[Start of Attachment]

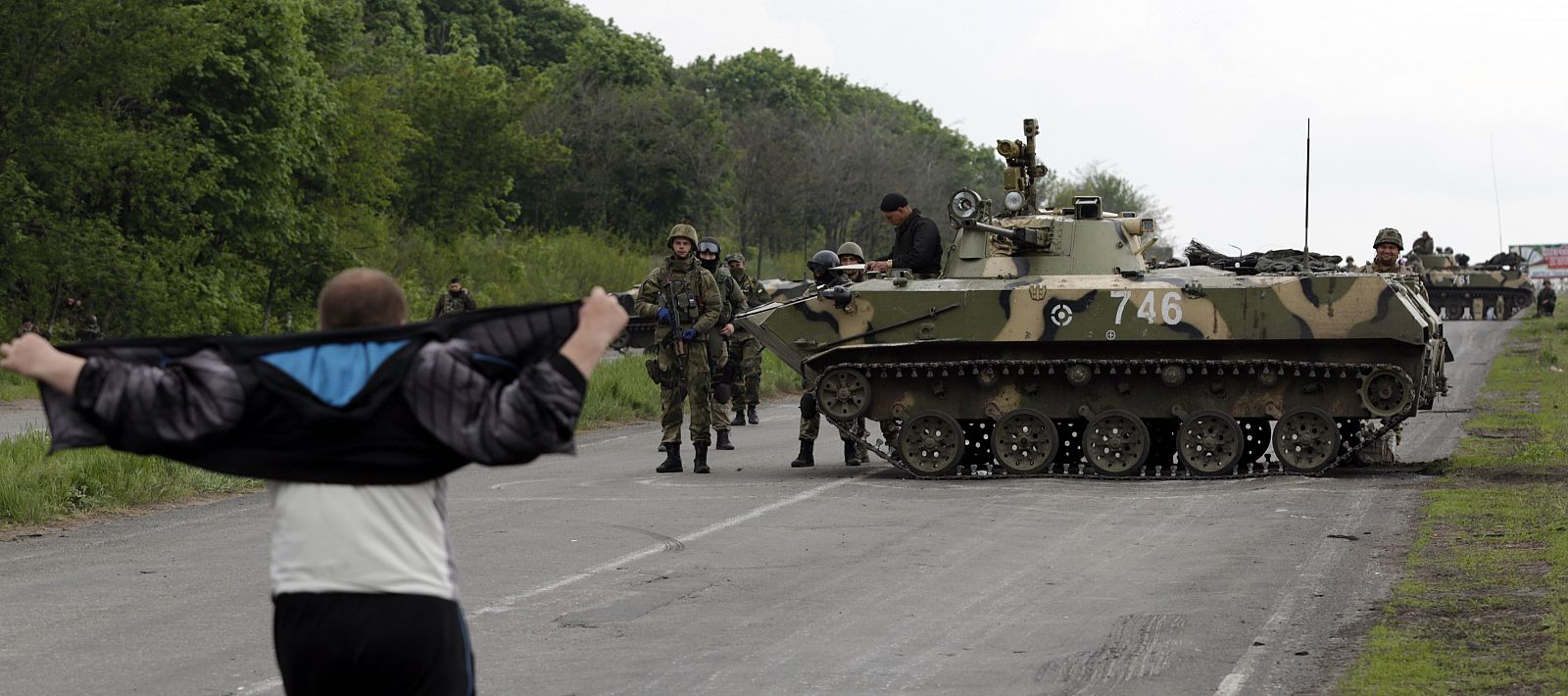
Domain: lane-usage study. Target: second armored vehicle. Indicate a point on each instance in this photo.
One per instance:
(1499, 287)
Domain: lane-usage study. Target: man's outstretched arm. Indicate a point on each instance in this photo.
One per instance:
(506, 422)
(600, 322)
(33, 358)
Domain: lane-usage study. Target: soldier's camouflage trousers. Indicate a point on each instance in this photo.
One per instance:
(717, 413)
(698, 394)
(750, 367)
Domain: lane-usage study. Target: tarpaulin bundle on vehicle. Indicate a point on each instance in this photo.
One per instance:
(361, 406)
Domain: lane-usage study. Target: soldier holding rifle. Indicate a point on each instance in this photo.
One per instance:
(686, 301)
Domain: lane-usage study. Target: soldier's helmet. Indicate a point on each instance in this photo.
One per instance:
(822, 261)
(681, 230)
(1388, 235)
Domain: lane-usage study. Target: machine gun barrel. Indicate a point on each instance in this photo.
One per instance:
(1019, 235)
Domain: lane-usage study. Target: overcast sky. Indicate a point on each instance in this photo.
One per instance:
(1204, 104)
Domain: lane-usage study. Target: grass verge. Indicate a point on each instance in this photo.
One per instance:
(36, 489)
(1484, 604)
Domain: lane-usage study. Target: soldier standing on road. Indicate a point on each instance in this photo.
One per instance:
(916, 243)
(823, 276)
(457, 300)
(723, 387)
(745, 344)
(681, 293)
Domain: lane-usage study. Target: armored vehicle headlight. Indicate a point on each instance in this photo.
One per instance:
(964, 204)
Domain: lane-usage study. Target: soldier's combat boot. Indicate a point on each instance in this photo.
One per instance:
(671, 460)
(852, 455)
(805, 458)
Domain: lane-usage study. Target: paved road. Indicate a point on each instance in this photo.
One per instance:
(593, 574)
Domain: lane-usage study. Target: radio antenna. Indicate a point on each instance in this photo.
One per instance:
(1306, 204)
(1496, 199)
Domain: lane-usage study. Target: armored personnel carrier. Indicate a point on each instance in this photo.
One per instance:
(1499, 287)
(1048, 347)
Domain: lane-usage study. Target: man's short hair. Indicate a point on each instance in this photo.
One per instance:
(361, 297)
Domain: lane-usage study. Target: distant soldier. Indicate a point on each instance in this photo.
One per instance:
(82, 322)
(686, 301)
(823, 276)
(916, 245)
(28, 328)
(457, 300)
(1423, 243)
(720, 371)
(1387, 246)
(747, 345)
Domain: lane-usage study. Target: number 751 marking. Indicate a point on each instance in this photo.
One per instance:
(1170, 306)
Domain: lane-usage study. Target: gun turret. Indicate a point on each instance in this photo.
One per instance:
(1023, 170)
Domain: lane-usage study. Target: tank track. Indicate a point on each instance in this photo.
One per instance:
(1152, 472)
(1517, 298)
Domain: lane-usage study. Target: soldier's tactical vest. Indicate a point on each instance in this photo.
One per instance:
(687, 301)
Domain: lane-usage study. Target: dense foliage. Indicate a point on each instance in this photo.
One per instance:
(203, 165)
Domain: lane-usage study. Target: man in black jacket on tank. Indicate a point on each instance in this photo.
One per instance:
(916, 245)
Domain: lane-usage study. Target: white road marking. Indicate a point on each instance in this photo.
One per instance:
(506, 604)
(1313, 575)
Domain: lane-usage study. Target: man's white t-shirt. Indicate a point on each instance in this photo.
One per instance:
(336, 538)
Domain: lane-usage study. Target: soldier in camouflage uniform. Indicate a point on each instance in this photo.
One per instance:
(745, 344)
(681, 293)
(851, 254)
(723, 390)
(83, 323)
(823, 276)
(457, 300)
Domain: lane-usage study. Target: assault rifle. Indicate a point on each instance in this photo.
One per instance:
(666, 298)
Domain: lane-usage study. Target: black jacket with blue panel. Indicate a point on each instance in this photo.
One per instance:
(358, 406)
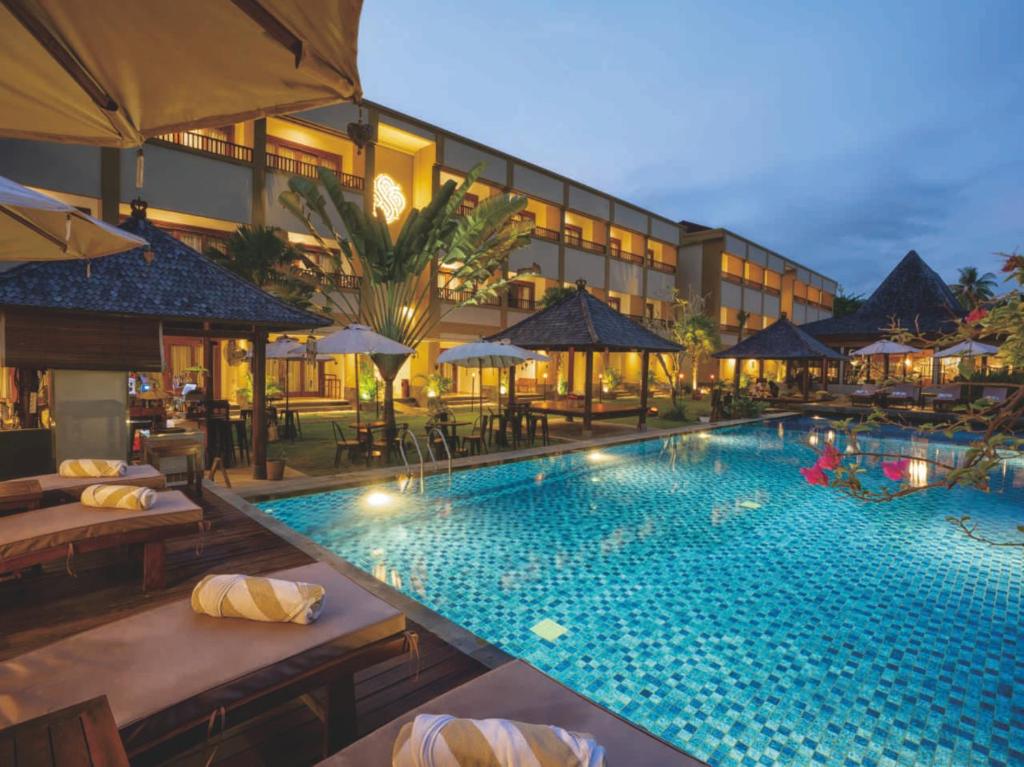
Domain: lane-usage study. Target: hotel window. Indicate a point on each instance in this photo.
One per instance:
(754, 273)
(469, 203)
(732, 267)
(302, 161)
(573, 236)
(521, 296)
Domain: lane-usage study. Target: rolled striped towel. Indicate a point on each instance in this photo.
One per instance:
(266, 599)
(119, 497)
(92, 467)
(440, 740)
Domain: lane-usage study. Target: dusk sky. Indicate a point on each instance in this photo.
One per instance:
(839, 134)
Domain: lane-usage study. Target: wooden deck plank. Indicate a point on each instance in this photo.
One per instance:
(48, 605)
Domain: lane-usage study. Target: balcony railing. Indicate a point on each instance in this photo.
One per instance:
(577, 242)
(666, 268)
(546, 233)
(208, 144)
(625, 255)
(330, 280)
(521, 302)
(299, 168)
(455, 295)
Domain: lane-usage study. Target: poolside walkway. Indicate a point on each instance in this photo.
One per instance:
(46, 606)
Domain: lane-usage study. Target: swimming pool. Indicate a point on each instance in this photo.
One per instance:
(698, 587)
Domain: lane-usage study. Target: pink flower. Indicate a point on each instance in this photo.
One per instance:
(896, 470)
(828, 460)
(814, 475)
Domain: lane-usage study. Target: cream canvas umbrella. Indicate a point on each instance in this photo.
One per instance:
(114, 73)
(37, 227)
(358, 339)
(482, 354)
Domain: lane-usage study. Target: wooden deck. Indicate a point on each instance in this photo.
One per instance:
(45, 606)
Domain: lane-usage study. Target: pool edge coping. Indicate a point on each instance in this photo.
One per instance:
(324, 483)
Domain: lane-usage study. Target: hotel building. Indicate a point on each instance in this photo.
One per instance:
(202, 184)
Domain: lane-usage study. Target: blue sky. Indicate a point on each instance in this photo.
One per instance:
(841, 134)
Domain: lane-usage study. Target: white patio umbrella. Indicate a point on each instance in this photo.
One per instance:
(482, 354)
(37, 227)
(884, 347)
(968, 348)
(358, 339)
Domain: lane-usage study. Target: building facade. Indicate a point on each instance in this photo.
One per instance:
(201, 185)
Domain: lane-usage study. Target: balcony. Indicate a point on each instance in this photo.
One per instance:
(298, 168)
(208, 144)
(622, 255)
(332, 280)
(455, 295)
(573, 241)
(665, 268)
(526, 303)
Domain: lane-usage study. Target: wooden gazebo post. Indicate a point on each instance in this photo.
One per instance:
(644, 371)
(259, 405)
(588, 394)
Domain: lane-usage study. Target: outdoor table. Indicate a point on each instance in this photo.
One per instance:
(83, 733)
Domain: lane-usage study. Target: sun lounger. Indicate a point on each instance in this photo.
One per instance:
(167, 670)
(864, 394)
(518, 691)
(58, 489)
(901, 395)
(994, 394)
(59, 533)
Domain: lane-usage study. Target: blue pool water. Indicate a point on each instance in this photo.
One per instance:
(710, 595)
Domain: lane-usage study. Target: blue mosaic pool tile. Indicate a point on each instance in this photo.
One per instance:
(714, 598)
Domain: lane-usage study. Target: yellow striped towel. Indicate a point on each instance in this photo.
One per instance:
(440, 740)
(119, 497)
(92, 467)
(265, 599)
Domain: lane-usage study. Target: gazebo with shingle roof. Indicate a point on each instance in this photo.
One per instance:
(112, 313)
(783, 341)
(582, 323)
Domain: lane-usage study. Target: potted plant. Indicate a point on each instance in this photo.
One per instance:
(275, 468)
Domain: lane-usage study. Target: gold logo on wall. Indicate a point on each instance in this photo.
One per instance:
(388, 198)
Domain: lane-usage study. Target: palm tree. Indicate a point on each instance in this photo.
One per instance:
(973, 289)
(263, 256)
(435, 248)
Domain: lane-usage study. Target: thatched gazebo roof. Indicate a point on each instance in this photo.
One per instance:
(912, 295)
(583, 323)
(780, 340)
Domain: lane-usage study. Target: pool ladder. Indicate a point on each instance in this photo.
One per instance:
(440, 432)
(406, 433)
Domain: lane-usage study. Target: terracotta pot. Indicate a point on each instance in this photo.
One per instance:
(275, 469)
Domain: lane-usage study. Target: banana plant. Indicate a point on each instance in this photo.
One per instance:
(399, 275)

[End of Attachment]

**What you have to do**. Show a copy of each line from the records above in which the string "with" occurs.

**Output below**.
Domain: lane-usage study. Target: black jacket with blue panel. Indicate a point on each instance in this photo.
Domain: lane-usage study. Target: gazebo with shingle roof. Indicate a point on each instance in this photo.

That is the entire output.